> _Task requirements_:
Using the entries below, say how many of the lines carry "antlers". Write the number alone.
[[ Data excerpts, beginning ]]
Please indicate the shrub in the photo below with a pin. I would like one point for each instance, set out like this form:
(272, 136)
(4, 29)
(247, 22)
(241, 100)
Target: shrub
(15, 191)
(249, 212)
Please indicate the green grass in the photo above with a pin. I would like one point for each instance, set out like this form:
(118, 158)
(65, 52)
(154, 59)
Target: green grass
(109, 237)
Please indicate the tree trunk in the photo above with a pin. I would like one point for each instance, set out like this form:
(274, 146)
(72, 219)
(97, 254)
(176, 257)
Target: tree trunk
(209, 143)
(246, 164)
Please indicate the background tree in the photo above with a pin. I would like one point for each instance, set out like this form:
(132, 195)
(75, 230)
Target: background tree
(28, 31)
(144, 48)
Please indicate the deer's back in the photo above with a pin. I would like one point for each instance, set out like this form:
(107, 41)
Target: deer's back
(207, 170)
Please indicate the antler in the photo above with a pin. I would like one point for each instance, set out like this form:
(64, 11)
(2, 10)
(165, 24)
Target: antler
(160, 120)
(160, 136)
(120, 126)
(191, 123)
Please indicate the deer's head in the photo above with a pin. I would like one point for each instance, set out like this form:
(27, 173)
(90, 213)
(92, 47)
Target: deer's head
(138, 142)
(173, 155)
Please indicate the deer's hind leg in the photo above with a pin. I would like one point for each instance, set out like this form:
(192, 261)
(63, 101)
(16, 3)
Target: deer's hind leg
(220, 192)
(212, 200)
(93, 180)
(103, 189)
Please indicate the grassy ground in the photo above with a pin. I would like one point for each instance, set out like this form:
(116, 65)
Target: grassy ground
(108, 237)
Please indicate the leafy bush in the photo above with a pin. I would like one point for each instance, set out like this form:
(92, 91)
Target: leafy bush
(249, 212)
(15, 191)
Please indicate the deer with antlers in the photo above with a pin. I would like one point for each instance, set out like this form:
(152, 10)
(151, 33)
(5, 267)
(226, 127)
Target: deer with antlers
[[ Data excerpts, end ]]
> _Final answer_:
2